• [TASK DESCRIPTION]
Transcribe the passage of the essay about becoming a speculative fiction writer from "Why I’m a specutalitve" to "I felt invigorated.".

• [SOURCE EXTRACT]
══════════
Why I’m a specutalitve fiction writer
When events in my life piled up to the point that I thought I’d explode, I sat down and puked out a novella on my laptop. This is how I started writing.
At first it was furious typing, expelling out a story at breakneck speed with no idea of where it was going or when it was going to end. I only knew I had to keep going. The story was drawn heavily from my life, and the process leeched out a toxicity that had been building for years. I felt invigorated.
Naturally, as I finished that story and searched for more to write, I chose to write in the same genre–mainstream fiction. Which is not be confused with literary fiction. I never even approached that, but do confess to thinking I did at the time out of ignorance. No, I left my life behind and wrote stories about everyday people set in the modern world with the conflict centered on some type of dissonance between the way they viewed themselves and reality.
I did this for about a year and a half. Until one day I sat out on my porch (my preferred writing spot) and realized the problem with the current story I was working on: I was bored, not only reading it, but writing it. This wasn’t a one day funk to work through; boredom pervaded this piece from beginning to end. I diligently finished the piece and half-heartedly sent it out (if I was bored writing it, who would be excited reading it?).
The idea of not writing anymore never even entered my consideration. Instead, I thought about the stories that I’ve read and were fun to read and what made them awesome. My mind naturally went back to all of the fantasy I consumed as a kid: to the epic battles of good and evil, to magic systems, to floating castles and underwater cities, to all of the things that make fantasy awesome. Soon, I had an idea. Two weeks later I had a story. I felt invigorated again, and I knew exactly what kind of writer I wanted to be.
I am a speculative fiction writer, and I haven’t been bored since.
══════════
• [Data drawn from a collection]
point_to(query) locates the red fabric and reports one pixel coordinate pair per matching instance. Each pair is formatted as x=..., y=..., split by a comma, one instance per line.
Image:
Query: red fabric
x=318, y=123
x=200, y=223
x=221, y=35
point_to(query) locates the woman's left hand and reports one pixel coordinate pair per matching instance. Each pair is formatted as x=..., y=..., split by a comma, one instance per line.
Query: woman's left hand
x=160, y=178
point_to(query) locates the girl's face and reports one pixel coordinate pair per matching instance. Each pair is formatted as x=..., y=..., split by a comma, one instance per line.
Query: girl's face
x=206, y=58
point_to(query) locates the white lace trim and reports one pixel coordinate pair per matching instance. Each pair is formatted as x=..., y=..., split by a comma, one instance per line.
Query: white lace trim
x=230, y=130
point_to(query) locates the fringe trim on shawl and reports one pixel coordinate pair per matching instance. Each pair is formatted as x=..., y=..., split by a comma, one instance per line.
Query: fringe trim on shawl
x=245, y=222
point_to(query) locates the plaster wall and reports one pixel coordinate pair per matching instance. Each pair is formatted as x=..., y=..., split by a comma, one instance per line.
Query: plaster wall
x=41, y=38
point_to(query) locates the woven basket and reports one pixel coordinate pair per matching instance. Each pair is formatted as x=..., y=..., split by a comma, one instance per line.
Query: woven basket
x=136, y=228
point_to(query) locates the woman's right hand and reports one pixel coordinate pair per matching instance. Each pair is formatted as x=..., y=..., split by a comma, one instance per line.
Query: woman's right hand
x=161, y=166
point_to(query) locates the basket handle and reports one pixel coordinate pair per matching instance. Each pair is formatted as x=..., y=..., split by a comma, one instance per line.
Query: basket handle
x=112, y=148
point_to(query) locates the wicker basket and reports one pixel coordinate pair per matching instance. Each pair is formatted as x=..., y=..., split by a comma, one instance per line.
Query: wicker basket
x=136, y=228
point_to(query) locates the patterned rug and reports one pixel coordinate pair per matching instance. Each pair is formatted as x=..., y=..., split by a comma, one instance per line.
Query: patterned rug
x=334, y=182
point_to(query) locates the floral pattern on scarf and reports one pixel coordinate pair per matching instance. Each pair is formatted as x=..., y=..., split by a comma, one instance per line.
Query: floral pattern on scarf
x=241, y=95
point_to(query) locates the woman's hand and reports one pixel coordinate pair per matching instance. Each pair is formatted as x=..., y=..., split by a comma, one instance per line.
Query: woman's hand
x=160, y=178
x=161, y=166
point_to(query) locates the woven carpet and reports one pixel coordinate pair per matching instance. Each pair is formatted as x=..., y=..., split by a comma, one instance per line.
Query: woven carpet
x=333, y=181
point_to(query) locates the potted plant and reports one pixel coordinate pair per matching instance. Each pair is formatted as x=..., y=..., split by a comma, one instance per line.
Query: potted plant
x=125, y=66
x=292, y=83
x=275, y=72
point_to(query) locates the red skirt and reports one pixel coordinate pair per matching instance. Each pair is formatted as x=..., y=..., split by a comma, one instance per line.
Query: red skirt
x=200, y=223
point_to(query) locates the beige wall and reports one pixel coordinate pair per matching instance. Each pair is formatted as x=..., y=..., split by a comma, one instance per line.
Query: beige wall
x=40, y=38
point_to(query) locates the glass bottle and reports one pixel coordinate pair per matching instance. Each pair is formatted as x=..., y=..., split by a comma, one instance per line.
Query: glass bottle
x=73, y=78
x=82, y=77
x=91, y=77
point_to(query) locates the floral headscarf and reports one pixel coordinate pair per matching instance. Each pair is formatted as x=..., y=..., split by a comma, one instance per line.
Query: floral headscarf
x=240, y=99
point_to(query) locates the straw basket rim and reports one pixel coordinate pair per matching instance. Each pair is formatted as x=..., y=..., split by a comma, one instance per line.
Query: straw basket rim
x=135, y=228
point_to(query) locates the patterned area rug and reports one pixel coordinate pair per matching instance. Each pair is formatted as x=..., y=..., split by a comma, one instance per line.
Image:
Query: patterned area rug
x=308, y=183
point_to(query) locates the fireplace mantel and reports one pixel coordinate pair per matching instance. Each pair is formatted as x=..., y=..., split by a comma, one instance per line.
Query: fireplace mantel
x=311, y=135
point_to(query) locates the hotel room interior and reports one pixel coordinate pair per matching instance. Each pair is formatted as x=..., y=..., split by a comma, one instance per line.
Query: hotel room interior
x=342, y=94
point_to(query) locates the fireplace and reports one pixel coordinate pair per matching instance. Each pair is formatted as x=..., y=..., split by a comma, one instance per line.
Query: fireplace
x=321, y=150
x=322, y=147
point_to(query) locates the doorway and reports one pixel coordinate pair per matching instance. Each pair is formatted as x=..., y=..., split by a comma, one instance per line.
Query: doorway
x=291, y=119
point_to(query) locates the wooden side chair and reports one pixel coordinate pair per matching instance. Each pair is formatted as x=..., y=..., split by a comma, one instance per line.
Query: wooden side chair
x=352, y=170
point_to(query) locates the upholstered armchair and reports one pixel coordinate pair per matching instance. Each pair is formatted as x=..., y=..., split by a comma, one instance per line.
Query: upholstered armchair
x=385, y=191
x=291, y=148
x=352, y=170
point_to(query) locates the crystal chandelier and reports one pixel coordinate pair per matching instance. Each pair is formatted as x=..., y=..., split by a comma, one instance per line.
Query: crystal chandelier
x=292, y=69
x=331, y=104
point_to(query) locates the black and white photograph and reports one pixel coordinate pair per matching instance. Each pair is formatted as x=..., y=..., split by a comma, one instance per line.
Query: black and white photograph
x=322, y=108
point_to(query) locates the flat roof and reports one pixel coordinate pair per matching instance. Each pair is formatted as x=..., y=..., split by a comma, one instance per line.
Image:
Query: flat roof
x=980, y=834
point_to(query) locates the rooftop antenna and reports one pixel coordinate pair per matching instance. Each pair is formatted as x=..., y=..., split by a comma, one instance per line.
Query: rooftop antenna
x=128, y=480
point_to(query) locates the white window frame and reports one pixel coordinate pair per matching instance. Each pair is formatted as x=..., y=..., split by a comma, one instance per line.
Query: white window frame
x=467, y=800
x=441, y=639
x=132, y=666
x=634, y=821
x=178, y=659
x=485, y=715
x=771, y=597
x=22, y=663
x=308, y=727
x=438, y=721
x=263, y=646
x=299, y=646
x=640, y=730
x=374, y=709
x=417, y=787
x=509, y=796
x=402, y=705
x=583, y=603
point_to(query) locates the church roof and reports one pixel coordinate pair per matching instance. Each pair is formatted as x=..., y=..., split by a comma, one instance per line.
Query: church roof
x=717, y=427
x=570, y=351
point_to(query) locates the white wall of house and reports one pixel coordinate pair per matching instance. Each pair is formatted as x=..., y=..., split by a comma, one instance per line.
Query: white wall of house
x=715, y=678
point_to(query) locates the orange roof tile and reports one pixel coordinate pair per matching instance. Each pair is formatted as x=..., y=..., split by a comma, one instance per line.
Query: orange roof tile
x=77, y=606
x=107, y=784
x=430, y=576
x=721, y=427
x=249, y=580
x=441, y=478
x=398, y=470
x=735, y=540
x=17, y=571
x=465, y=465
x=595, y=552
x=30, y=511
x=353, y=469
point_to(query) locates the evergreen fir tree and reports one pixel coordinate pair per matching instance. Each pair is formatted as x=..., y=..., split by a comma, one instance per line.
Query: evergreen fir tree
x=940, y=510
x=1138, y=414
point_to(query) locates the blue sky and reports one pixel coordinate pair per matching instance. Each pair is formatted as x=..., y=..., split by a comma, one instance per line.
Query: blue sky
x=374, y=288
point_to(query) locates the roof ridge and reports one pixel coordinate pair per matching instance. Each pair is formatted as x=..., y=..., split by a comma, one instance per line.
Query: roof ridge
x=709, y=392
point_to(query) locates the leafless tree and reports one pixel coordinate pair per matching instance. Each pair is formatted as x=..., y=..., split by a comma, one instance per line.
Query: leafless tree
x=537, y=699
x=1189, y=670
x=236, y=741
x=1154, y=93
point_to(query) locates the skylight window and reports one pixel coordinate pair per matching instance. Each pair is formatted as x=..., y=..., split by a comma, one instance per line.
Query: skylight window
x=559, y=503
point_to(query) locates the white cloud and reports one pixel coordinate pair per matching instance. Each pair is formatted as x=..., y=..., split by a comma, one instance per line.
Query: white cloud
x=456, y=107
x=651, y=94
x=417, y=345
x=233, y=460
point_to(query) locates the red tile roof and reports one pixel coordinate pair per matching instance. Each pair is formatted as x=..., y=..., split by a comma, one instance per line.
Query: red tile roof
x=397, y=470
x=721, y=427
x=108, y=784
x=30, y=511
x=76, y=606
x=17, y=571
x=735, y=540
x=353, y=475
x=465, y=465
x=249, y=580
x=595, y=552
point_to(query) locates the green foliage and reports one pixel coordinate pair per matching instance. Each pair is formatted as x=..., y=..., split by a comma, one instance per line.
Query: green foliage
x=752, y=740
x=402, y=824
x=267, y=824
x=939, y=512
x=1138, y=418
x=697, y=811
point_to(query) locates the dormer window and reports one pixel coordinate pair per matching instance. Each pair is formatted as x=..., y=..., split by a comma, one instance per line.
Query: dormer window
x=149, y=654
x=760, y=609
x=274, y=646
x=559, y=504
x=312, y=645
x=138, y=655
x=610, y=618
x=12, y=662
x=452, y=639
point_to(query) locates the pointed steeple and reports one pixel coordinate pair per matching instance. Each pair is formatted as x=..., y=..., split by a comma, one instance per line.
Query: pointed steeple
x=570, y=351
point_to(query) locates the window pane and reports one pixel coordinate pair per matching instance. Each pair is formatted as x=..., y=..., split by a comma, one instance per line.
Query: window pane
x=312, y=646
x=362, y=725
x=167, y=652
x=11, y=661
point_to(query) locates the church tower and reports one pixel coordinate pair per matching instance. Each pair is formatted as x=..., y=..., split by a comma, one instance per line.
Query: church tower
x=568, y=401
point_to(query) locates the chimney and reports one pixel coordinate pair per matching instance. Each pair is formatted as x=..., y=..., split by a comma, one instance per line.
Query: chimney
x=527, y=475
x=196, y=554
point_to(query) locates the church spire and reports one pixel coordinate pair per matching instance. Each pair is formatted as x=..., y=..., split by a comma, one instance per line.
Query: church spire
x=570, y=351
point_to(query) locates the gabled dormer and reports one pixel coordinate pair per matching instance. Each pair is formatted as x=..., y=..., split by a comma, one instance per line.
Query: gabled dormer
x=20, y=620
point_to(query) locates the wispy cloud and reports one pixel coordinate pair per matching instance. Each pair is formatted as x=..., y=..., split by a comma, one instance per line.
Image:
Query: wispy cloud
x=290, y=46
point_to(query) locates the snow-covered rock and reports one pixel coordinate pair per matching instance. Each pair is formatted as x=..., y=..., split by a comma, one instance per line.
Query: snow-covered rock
══════════
• [WORKED SOLUTION]
Why I’m a specutalitve fiction writer
When events in my life piled up to the point that I thought I’d explode, I sat down and puked out a novella on my laptop. This is how I started writing.
At first it was furious typing, expelling out a story at breakneck speed with no idea of where it was going or when it was going to end. I only knew I had to keep going. The story was drawn heavily from my life, and the process leeched out a toxicity that had been building for years. I felt invigorated.